**EXERCISE DESCRIPTION:** Format everything from the line containing "burning ember on" down to the line containing "660 569 L 662" as a two-column CSV with the columns "text" and "answer", one row per entry. Enclose each field in double quotes and replace every line break with a space.

**DATA IN THIS EXERCISE:**
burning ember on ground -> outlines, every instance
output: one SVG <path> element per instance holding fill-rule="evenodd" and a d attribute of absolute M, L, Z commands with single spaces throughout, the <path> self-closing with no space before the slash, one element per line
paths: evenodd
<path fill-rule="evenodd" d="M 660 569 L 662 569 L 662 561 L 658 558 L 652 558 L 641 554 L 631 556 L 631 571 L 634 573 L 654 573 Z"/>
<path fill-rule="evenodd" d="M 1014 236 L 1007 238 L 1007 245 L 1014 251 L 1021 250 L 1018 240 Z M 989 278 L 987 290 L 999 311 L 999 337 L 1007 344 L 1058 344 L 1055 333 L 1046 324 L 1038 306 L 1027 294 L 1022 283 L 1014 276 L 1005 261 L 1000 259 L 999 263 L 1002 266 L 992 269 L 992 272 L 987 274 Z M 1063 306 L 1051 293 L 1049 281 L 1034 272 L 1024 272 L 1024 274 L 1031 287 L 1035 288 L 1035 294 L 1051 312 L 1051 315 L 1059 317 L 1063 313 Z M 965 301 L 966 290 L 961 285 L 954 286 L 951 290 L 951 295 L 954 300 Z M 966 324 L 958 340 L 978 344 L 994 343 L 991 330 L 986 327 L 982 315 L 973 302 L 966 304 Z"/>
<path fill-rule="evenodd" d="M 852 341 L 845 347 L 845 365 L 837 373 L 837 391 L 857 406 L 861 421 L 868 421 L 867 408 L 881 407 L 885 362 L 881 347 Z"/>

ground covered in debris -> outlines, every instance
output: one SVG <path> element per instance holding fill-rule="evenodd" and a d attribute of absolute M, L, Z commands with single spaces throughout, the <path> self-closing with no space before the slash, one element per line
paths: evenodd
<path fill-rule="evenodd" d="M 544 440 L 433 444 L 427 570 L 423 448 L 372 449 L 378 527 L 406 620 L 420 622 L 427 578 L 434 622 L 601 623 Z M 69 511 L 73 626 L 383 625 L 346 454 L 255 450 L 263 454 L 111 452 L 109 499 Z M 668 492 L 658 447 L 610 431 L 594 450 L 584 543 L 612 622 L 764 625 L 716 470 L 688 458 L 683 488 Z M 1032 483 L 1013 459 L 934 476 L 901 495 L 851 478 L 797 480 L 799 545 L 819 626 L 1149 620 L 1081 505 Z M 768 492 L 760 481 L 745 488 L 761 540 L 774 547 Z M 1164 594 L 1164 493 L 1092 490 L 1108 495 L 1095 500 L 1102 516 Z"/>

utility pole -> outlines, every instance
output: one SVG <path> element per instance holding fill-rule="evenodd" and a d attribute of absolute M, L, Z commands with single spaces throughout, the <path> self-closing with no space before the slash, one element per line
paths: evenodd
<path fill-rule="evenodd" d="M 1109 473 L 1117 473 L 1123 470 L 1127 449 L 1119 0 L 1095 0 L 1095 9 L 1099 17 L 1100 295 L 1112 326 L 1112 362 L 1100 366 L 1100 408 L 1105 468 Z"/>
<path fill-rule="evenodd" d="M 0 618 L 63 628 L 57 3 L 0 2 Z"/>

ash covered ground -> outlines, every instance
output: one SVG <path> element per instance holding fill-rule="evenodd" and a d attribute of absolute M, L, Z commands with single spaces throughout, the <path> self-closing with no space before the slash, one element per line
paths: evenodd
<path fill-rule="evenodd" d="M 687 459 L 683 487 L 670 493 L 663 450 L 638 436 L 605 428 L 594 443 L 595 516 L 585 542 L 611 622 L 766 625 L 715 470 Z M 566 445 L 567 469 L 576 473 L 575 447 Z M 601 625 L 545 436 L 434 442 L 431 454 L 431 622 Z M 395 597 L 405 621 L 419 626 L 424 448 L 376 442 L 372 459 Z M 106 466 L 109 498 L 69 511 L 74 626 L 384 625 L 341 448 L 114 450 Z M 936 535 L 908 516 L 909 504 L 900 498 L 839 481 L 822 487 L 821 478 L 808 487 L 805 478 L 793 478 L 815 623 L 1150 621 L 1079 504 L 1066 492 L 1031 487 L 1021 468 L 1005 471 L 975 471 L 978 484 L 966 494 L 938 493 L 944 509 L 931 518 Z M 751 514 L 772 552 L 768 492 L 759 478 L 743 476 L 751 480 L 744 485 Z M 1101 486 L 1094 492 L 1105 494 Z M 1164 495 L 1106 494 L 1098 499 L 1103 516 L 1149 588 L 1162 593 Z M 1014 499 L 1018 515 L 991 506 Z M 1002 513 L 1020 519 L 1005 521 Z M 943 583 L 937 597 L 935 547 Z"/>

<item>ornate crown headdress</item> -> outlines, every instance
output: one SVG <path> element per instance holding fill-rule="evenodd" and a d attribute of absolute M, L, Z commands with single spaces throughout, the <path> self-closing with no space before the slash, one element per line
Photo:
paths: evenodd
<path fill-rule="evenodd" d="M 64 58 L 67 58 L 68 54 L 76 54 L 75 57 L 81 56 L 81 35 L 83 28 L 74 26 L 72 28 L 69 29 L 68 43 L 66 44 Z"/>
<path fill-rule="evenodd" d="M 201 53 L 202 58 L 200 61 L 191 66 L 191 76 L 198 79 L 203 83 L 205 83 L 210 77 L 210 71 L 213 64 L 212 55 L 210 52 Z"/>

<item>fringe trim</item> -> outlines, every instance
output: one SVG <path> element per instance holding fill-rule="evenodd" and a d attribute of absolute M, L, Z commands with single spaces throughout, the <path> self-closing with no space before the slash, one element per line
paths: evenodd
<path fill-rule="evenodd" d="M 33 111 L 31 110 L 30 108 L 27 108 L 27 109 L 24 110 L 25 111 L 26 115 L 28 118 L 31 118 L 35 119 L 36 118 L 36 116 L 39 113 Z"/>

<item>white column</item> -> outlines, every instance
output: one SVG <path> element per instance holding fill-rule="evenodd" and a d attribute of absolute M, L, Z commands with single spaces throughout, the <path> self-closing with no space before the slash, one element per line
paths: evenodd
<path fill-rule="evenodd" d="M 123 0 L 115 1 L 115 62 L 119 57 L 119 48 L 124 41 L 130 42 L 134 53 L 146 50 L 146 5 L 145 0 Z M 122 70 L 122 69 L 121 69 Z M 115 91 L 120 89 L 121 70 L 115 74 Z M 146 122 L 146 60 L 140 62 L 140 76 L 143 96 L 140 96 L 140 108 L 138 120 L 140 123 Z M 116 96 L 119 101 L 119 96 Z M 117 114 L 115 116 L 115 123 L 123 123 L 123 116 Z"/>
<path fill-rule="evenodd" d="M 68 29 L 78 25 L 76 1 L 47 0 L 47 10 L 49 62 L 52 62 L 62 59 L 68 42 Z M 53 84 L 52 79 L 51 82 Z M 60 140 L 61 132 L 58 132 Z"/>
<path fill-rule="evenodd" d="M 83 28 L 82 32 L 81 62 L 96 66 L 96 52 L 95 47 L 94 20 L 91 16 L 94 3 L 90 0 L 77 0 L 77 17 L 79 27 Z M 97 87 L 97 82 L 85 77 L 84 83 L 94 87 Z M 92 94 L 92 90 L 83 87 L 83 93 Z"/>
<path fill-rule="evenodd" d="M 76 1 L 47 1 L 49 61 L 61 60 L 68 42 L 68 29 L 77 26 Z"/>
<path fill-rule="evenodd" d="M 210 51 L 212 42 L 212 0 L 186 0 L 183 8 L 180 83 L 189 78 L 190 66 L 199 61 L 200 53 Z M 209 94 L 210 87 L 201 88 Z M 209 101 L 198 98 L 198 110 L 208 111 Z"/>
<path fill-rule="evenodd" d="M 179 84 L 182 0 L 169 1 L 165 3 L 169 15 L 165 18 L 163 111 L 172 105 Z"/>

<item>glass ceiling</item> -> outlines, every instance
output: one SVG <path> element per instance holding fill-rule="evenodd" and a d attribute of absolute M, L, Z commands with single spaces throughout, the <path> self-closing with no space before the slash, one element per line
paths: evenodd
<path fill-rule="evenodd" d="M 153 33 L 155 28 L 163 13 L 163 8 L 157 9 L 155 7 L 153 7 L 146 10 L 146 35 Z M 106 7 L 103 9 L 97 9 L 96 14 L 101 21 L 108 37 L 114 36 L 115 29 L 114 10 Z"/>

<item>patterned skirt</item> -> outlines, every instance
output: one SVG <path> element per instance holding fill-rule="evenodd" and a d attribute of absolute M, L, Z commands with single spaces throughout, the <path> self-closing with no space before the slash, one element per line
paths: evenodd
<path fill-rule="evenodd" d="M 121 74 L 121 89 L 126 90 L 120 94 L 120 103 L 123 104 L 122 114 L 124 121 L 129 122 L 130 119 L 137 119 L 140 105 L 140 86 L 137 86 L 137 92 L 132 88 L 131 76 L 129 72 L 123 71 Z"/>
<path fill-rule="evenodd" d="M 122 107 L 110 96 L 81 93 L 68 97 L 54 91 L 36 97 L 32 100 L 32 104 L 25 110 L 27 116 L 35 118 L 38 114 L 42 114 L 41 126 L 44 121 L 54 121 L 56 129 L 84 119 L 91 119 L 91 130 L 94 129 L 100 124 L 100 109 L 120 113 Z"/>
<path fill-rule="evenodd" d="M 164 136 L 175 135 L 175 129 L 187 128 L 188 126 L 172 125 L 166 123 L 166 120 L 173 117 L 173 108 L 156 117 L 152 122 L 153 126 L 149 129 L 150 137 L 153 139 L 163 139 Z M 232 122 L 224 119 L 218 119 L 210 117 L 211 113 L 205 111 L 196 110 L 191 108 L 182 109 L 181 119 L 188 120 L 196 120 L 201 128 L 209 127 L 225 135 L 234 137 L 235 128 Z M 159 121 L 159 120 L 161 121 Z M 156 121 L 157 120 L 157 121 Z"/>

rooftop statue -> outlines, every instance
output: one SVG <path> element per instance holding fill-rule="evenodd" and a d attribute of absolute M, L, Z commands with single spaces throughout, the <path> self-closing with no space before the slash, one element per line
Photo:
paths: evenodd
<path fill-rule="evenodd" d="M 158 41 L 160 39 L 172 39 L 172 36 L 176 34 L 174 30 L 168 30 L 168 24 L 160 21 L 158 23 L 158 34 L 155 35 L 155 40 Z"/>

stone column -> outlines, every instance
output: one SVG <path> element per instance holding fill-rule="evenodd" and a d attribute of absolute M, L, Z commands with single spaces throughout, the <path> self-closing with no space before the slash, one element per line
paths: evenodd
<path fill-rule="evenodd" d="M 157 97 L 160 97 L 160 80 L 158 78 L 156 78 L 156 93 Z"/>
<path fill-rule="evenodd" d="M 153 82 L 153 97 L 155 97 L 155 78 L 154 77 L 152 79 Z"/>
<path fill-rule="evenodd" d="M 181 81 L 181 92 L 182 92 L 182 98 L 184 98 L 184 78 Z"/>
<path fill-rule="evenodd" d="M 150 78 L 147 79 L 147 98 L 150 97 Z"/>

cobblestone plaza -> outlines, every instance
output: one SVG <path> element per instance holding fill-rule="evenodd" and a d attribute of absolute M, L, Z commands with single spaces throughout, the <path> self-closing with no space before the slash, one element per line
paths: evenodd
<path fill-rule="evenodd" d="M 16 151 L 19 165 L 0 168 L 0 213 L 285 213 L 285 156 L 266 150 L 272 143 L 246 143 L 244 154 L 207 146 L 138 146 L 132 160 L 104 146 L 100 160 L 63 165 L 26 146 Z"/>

==

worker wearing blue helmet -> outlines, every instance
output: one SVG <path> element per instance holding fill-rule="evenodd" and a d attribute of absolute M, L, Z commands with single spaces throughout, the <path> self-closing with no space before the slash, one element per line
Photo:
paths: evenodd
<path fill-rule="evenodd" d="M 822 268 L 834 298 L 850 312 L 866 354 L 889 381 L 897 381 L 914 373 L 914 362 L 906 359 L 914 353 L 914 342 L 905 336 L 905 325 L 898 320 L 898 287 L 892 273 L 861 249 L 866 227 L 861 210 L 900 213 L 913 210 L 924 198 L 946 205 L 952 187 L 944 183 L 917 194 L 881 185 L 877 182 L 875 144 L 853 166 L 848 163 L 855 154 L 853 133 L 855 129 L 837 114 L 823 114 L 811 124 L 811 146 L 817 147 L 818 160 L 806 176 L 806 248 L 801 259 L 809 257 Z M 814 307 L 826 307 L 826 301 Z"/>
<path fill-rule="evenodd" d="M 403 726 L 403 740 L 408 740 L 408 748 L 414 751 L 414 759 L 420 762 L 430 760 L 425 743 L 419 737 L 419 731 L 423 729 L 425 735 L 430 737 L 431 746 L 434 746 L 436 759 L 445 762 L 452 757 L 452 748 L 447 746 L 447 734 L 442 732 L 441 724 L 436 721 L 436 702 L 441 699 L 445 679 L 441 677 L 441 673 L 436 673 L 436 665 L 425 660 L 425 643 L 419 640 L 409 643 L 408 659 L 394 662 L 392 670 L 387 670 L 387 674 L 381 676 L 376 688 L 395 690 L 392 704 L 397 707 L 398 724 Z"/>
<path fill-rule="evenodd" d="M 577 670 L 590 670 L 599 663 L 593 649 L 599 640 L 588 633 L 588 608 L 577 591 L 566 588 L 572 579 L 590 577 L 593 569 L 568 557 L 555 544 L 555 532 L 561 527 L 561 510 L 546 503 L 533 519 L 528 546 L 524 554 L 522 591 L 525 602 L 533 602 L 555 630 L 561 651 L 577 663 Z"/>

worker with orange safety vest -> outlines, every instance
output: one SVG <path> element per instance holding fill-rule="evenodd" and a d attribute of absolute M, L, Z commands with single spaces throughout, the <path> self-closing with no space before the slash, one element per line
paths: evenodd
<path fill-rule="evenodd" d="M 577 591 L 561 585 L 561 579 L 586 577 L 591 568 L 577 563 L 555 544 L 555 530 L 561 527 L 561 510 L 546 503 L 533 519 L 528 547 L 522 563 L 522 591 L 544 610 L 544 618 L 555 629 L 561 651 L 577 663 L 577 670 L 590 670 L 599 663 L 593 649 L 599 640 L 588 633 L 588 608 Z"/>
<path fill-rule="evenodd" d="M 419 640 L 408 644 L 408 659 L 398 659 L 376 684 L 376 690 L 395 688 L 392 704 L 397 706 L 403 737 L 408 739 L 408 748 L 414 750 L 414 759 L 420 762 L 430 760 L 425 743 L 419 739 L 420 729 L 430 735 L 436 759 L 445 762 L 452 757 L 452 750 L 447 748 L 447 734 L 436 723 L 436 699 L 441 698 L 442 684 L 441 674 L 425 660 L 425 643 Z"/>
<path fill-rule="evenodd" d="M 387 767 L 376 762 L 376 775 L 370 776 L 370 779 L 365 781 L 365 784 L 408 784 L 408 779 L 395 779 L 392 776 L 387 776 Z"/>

**ANSWER TO THE TASK:**
text,answer
"burning ember on ground -> outlines, every instance output: one SVG <path> element per instance holding fill-rule=""evenodd"" and a d attribute of absolute M, L, Z commands with single spaces throughout, the <path> self-closing with no space before the slash, one element per line paths: evenodd","<path fill-rule=""evenodd"" d=""M 660 569 L 662 569 L 662 561 L 658 558 L 652 558 L 641 554 L 631 556 L 631 571 L 634 573 L 654 573 Z""/>"